◆ УКАЗАНИЯ К ЗАДАНИЯМ
• 1. Воспроизведите дословно часть фрагмента о Достоевском, начиная со слов «Его мастерство очевидно.» и заканчивая словами «стихией нерукотворного слова.».
• 2. Продолжите фрагмент о Достоевском, начав сразу после его последнего предложения.

16октября. Припадок поутру… Тяжелая жизнь!..

22октября. Утром во сне (в 7–м часу) припадок, и когда заснул, то через час еще припадок. Теперь 26–е число, а я еще до крайности расстроен и каждую минуту жду еще припадка. Теперь ночь 26/27 октября. Надворе буря… Денег нет… Надо писать, очень уж запоздал» (27: 101–104).

Вот как жил и работал — не в Ясной Поляне, а в немецких меблированных комнатах — этот человек, изнемогающий и темный, весь устремленный к увиденному им свету, оставивший нам в наследство свои потрясающие офорты.

Его мастерство очевидно. Но «мастер» ли Достоевский в том смысле, как, скажем, Тургенев или Анри де Ренье? Конечно нет. «Формы, жеста не имею» (28, кн. 2: 189), — писал он жене в мае 1867 года. В 1868 году князь Мышкин повторяет эти слова: «Я не имею жеста. Чувства меры тоже нет, а это главное» (8:458). Но значит ли это, что у Достоевского недостает формы, что он пренебрегает формой? Его романы, как сказал Гроссман, — «это философия идей in actu[419], это созерцание идей в действии, это шествие к правде»[420]. Но как же может идея достигать своего совершенного действия, не будучи облеченной в адекватную форму? Конечно, у Достоевского есть и «форма и жест», но они для него не самоцель, а только неизбежная стадия воплощения мысли. Содержание и форма у Достоевского — это и есть «идея в действии», сделавшаяся единой живой стихией нерукотворного слова.

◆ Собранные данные
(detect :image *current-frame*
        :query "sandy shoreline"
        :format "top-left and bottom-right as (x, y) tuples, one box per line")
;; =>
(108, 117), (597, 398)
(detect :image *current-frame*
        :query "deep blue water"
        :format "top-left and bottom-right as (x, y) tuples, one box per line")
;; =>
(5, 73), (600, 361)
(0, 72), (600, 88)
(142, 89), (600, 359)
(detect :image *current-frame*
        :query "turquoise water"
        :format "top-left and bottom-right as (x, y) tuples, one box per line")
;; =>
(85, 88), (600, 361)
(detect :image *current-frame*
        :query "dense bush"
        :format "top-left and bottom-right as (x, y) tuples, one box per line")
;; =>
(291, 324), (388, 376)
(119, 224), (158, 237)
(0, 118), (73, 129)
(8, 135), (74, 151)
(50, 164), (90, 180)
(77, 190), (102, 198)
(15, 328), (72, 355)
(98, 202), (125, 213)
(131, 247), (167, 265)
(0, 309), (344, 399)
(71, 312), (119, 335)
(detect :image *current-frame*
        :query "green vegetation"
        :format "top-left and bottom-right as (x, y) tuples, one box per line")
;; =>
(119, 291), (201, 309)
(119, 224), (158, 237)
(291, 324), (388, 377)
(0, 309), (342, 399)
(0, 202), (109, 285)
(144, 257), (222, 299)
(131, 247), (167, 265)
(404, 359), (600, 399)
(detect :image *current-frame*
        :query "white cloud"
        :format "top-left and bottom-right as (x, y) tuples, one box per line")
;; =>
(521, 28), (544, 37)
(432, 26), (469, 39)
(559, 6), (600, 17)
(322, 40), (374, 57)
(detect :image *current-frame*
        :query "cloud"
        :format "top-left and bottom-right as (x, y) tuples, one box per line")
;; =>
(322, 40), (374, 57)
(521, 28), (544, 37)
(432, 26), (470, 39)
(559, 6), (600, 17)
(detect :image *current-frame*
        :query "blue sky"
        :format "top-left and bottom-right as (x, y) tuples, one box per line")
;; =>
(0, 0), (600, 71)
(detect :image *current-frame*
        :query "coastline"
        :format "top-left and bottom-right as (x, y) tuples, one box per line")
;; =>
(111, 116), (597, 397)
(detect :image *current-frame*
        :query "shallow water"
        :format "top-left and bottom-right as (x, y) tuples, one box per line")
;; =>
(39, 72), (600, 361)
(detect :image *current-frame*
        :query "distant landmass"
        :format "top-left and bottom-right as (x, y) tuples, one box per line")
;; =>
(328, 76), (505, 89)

◆ ОТВЕТЫ
• 1.
Его мастерство очевидно. Но «мастер» ли Достоевский в том смысле, как, скажем, Тургенев или Анри де Ренье? Конечно нет. «Формы, жеста не имею» (28, кн. 2: 189), — писал он жене в мае 1867 года. В 1868 году князь Мышкин повторяет эти слова: «Я не имею жеста. Чувства меры тоже нет, а это главное» (8:458). Но значит ли это, что у Достоевского недостает формы, что он пренебрегает формой? Его романы, как сказал Гроссман, — «это философия идей in actu[419], это созерцание идей в действии, это шествие к правде»[420]. Но как же может идея достигать своего совершенного действия, не будучи облеченной в адекватную форму? Конечно, у Достоевского есть и «форма и жест», но они для него не самоцель, а только неизбежная стадия воплощения мысли. Содержание и форма у Достоевского — это и есть «идея в действии», сделавшаяся единой живой стихией нерукотворного слова.

• 2.
Что касается «чувства меры», то в этом была его слабая сторона. «Я помешан на краткости, которая мне не удается» (28, кн. 1:314), — писал он еще из Сибири в 1858 году брату Михаилу. В 1870 году он пишет Страхову: «Исполнение (романа. — С.Ф.) зависит от Бога; могу и испакостить, что часто со мною случалось» (29, кн. 1: 110). Ему же он пишет в 1871 году: «Вы ужасно метко указали главный недостаток. Да, я страдал этим и страдаю; я совершенно не умею, до сих пор (не научился), совладать с моими средствами. Множество отдельных романов и повестей разом втискиваются у меня в один, так что ни меры, ни гармонии» (Там же: 208). «В романе… много растянуто и не удалось» (29, кн. 1:19), — писал он об «Идиоте». Об этом же романе так говорил Щедрин: «Это гениально задуманная вещь: в ней есть места поразительные, но еще больше плохо высказанного и Бог знает как скомканного»[421].

Можно было бы посчитать это только недостатком чувства архитектуры произведения, если бы недостаток чувства меры иногда не проявлялся и в разработке отдельных идей. Тут дело, очевидно, не столько в художественных недостатках, сколько в дефектах души. Идея страдания в целом совершенно правильно отражена у него. «Всякое великое счастье носит в себе и некоторое страдание, ибо возбуждает в нас высшее сознание» (27: 110). Но иногда высказывания его героев могут вызвать подозрение в создании культа страданий.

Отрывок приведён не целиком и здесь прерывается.